▶ [Work to be completed]:
Nothing but the lines from the top of the data to the line holding "like [268, 219]." should be printed, word for word and both ends included; leave the pictures out.

[Listed records — start]

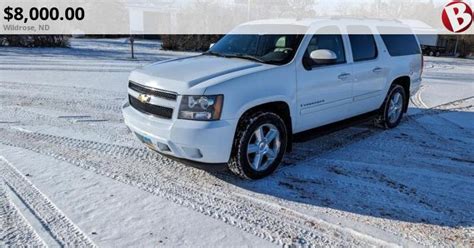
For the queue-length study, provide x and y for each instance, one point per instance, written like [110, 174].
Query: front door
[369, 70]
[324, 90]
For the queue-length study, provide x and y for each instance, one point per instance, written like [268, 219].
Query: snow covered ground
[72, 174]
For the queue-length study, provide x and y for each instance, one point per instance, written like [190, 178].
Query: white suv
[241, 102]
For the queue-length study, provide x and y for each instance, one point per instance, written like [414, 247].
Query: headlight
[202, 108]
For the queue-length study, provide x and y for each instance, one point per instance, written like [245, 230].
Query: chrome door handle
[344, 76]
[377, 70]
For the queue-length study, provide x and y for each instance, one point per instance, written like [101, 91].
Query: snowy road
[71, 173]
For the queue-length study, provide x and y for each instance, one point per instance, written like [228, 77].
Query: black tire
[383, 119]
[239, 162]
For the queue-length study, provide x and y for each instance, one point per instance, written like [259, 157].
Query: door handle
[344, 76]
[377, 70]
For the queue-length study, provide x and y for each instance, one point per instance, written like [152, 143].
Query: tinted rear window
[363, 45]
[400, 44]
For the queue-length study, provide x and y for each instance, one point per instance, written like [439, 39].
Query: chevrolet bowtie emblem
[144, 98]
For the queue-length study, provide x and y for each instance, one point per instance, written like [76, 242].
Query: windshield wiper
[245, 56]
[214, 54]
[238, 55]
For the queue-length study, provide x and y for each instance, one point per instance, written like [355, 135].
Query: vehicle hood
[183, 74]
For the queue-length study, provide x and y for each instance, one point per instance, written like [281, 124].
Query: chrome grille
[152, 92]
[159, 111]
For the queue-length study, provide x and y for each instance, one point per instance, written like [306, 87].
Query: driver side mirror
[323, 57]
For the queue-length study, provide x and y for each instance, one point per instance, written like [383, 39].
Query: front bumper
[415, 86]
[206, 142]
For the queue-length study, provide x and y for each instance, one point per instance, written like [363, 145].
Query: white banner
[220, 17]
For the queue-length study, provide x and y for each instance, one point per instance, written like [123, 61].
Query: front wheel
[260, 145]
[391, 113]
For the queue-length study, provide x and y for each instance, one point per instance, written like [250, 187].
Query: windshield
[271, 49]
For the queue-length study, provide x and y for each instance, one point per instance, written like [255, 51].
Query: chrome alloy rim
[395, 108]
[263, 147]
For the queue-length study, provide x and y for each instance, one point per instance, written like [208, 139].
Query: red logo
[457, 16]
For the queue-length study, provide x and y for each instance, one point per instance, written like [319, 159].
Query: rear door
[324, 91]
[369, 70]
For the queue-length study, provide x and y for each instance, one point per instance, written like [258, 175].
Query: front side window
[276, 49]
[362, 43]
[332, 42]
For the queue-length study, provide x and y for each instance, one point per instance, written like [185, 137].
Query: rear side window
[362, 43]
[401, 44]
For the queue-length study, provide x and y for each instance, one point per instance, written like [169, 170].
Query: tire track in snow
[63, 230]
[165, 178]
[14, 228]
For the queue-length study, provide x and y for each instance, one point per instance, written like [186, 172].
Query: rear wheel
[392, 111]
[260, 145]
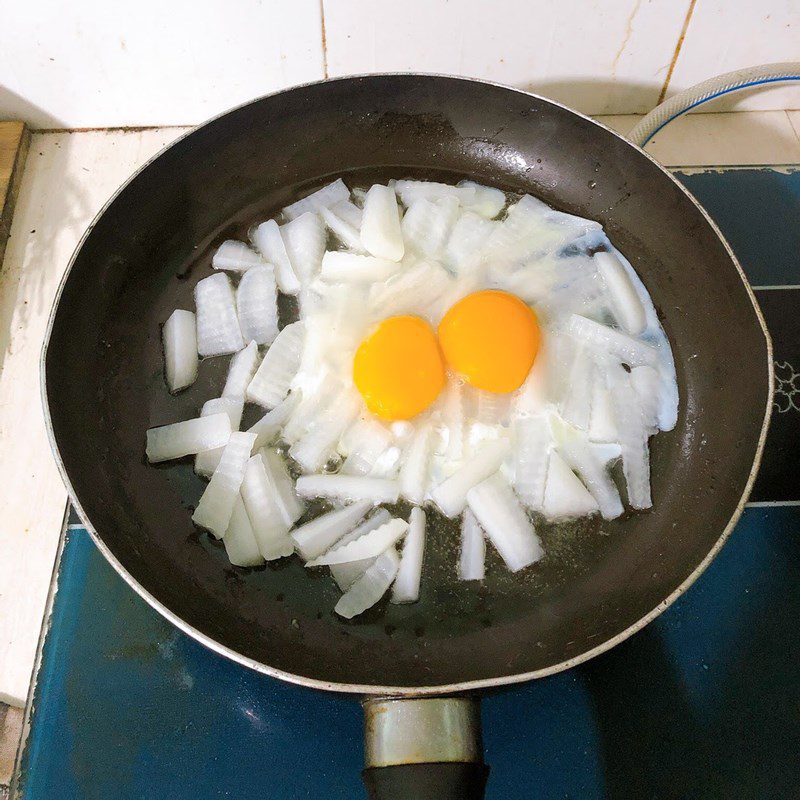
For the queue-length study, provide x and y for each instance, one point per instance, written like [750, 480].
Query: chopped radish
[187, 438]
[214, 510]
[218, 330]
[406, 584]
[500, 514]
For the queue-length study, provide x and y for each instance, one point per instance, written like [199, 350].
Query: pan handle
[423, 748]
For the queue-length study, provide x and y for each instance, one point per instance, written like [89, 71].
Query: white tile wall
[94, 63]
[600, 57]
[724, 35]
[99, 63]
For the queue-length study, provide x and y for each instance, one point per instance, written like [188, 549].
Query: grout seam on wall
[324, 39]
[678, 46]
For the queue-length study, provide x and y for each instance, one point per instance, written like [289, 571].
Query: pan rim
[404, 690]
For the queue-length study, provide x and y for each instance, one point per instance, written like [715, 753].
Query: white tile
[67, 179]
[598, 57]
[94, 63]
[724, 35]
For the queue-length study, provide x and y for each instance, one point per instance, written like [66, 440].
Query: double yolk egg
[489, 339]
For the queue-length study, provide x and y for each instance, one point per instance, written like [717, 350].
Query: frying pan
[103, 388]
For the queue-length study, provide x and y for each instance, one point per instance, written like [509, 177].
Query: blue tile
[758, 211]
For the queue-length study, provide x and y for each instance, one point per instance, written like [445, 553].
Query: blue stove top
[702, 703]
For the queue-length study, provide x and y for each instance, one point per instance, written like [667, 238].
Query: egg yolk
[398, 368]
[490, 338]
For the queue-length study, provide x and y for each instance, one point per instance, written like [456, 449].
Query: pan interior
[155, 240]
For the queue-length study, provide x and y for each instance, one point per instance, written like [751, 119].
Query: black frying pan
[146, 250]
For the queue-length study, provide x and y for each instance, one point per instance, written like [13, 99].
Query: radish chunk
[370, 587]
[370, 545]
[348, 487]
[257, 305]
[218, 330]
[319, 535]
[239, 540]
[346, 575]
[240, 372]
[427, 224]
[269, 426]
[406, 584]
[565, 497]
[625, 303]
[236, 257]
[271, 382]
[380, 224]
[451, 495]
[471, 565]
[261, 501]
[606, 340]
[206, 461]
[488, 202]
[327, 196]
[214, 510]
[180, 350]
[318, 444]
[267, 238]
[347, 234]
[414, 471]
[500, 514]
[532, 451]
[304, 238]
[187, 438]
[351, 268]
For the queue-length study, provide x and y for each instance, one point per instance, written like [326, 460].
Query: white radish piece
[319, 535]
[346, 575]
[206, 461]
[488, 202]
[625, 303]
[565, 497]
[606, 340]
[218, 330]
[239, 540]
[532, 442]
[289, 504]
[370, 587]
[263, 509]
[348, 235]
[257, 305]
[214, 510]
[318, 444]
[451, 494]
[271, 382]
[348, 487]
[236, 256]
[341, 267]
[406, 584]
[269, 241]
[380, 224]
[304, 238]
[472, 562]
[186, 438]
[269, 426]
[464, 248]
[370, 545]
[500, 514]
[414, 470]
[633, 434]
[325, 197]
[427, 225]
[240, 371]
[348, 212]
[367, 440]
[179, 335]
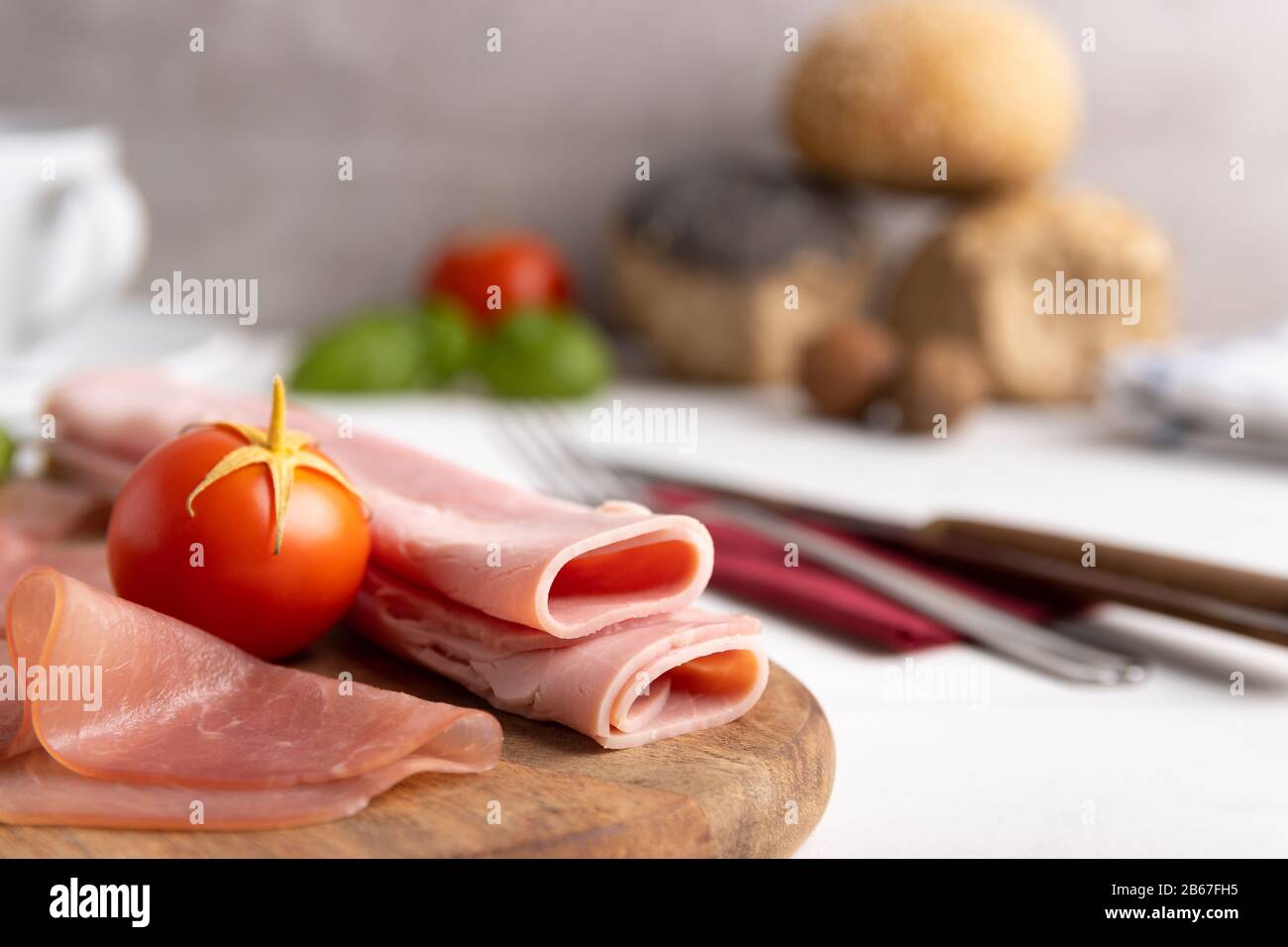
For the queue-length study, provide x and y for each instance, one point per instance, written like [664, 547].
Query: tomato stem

[Listed records — finish]

▶ [Response to the exercise]:
For the queue-length study, provide x and y for each instance, one point per instance, written like [110, 174].
Query: front door
[369, 70]
[324, 90]
For the queue-length study, provide x and y for each instance, one point per instance, written like [268, 219].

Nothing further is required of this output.